BEGIN

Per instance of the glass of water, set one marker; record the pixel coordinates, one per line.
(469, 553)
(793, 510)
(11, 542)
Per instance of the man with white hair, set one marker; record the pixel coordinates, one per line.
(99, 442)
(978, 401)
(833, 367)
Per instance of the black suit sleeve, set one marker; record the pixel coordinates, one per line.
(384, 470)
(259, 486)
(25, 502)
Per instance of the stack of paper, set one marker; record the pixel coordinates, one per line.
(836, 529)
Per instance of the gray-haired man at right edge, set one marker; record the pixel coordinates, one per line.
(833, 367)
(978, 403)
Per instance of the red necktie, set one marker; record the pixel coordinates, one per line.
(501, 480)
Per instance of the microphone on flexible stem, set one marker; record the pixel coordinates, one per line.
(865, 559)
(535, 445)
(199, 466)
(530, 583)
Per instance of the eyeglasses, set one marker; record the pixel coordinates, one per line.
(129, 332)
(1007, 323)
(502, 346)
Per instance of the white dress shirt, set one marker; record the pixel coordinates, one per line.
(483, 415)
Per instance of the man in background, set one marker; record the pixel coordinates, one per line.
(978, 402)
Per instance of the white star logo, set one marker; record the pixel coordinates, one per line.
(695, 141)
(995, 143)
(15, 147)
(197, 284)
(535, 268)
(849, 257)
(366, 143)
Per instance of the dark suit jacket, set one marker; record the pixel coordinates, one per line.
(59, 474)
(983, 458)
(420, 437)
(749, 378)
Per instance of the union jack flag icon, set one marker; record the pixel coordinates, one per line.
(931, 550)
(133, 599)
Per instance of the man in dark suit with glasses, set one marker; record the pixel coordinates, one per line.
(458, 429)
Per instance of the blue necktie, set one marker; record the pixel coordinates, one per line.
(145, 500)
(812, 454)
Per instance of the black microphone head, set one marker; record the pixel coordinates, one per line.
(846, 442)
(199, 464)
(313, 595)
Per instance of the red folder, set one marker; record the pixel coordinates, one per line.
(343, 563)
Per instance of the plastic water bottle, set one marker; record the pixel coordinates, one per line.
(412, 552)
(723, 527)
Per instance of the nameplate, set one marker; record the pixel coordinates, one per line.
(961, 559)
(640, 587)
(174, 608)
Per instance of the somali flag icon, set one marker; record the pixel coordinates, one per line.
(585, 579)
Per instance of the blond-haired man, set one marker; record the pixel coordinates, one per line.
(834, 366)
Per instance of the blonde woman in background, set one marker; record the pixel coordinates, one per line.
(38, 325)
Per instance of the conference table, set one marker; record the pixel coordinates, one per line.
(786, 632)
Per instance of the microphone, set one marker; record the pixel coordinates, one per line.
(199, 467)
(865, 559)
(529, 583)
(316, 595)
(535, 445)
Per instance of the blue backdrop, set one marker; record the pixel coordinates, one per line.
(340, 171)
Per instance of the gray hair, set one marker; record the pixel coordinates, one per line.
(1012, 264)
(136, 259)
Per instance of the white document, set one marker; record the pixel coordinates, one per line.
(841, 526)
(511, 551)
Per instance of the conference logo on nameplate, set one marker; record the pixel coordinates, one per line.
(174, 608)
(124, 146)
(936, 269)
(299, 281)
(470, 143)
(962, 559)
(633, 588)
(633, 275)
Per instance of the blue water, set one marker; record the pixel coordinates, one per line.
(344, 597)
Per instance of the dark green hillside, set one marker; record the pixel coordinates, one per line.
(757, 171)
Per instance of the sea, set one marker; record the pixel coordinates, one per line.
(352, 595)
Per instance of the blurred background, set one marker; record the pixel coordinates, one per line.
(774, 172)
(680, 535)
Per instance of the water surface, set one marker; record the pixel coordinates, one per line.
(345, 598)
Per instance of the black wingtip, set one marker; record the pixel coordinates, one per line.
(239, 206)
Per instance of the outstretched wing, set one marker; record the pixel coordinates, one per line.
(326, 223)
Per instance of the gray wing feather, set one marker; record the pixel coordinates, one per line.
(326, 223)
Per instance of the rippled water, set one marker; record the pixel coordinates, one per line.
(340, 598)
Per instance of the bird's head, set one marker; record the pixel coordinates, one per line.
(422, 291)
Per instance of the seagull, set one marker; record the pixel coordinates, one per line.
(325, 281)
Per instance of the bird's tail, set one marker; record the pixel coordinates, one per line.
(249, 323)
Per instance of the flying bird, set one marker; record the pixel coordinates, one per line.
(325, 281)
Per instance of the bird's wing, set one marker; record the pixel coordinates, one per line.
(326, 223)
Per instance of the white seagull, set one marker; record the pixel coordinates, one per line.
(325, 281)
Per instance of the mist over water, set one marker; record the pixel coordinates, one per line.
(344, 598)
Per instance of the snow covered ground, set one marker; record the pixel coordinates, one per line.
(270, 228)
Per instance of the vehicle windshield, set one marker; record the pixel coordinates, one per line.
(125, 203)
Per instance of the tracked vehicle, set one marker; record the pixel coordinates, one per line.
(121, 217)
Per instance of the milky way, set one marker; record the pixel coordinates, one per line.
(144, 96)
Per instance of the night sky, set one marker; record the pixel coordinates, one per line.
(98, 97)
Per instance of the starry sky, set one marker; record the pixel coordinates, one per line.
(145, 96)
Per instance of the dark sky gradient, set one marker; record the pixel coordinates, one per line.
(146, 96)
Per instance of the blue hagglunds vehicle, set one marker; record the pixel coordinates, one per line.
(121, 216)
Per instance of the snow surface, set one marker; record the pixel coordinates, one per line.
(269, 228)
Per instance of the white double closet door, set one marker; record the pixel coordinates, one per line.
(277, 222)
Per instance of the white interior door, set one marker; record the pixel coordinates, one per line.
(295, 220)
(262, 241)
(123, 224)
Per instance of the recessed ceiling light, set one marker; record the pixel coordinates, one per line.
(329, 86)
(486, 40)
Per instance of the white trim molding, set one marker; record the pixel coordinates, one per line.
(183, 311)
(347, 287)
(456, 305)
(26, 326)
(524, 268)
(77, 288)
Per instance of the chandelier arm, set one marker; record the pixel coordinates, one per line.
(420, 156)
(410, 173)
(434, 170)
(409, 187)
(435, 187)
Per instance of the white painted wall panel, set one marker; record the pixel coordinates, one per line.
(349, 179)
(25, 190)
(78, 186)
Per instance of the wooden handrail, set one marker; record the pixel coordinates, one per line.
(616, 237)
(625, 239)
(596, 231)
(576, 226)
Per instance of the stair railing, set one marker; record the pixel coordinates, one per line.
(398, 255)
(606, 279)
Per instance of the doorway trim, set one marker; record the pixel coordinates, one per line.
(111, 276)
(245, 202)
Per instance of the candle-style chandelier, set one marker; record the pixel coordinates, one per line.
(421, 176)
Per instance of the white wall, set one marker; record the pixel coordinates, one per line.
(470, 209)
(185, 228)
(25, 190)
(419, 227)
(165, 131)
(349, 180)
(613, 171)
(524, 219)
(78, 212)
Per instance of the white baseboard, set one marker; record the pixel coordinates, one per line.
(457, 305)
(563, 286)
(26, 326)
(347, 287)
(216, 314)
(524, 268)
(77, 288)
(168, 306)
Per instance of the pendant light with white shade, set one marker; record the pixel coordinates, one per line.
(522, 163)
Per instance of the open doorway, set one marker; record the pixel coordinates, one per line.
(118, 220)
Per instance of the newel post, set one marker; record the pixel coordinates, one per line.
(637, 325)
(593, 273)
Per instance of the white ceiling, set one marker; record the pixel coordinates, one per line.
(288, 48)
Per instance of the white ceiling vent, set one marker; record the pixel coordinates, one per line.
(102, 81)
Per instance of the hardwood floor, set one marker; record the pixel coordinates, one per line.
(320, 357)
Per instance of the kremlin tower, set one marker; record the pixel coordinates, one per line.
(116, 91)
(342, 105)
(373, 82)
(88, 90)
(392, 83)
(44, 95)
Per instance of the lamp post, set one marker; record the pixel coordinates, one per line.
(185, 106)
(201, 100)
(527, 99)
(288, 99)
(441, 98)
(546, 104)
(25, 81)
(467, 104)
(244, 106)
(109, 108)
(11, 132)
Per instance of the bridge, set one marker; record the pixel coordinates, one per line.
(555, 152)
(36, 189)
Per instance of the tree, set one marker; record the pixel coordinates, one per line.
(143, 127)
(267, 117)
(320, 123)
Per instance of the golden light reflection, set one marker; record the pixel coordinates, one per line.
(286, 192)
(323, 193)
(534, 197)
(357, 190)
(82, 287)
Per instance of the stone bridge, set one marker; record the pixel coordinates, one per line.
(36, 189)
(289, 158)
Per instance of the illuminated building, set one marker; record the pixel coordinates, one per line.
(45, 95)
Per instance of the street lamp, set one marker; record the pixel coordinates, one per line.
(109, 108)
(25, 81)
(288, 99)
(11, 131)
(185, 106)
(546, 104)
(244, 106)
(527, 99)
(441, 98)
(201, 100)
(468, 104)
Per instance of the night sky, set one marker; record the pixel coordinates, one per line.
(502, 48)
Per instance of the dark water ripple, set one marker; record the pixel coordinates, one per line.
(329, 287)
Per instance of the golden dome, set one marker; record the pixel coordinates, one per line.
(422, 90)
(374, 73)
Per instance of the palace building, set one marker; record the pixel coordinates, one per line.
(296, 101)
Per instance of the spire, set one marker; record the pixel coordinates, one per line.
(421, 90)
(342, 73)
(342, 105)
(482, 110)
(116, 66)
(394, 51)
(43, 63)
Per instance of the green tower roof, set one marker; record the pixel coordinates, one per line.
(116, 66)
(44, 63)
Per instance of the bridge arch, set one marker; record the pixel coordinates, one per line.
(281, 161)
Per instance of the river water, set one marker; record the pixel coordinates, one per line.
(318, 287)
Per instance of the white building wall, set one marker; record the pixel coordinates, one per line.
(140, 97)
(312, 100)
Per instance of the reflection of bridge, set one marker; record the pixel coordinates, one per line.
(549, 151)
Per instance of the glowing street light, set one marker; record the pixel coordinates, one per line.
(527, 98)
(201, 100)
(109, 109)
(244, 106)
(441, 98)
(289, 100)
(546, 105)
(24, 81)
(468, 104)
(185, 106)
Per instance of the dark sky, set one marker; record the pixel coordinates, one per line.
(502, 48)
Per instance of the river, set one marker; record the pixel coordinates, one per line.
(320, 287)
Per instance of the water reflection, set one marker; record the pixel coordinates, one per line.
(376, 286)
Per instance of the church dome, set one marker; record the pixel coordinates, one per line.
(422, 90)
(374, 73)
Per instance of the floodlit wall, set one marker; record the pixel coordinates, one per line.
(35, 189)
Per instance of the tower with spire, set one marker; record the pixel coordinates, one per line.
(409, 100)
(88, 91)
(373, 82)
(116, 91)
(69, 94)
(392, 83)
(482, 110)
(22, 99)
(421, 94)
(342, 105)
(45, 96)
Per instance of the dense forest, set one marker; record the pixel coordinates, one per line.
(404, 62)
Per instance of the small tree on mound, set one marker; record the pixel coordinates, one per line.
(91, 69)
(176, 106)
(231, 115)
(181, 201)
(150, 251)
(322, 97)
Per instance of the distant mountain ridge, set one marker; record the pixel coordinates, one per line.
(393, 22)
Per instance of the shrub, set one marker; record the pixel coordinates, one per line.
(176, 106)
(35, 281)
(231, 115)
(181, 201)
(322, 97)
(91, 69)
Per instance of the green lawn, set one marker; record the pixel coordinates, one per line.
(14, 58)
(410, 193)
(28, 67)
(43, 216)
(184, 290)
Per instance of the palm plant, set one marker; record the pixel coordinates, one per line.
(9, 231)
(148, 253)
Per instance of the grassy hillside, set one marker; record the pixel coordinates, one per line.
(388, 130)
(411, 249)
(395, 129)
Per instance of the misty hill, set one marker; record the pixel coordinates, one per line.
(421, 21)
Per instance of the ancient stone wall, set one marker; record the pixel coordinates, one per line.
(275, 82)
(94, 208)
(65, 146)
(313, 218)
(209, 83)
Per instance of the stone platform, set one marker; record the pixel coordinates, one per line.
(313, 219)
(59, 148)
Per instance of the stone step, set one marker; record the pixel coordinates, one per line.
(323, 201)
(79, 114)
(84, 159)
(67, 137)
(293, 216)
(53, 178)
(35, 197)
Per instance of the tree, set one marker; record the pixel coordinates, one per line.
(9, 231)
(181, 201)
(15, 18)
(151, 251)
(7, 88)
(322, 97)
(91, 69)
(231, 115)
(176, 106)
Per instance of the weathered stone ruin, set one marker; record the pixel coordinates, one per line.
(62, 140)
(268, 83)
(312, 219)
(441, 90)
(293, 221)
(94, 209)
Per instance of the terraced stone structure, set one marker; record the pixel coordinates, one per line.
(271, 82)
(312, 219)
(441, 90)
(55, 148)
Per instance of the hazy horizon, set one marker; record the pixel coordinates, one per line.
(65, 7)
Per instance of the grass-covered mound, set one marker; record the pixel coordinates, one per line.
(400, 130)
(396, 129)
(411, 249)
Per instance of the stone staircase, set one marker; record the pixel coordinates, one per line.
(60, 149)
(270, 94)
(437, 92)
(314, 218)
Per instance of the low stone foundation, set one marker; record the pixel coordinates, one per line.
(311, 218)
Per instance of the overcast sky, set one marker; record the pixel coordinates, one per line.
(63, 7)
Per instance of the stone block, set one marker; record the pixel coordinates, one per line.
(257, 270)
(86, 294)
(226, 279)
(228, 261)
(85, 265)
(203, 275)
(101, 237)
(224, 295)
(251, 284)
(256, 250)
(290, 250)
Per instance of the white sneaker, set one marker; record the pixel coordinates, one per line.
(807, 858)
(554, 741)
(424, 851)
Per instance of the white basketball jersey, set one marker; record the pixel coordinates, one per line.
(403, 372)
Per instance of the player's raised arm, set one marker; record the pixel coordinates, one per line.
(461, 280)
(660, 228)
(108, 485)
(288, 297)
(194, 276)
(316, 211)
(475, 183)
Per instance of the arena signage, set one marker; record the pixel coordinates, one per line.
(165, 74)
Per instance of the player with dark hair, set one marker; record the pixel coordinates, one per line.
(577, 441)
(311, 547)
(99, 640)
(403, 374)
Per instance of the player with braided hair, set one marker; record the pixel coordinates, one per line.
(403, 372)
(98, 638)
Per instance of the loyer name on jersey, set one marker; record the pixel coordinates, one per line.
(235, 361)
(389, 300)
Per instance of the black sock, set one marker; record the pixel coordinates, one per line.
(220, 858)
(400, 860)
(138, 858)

END

→ EXERCISE OBJECTIVE: Only output the lines from the one with "Per instance of the player's" through the end of the entries above, exactly as they are.

→ TASK SOLUTION:
Per instance of the player's raised arm, set one marker; record the pixel coordinates, one per line.
(461, 280)
(660, 228)
(108, 485)
(288, 297)
(194, 276)
(316, 211)
(475, 183)
Per instance of the arena signage, set one marker; record the pixel coordinates, one per line.
(165, 74)
Per instance of the player with dark hair, set one marker; record the pixel coordinates, one per line.
(577, 441)
(311, 547)
(99, 640)
(403, 374)
Per instance of the player with braided hair, set one marker; record the pixel coordinates, one per line.
(403, 372)
(98, 638)
Per instance of the loyer name on jersey, set one marker; record the pixel coordinates, one per line.
(235, 361)
(389, 300)
Per instance of the black sock, set one marker; record the pixel coordinates, one per line.
(220, 858)
(400, 860)
(138, 858)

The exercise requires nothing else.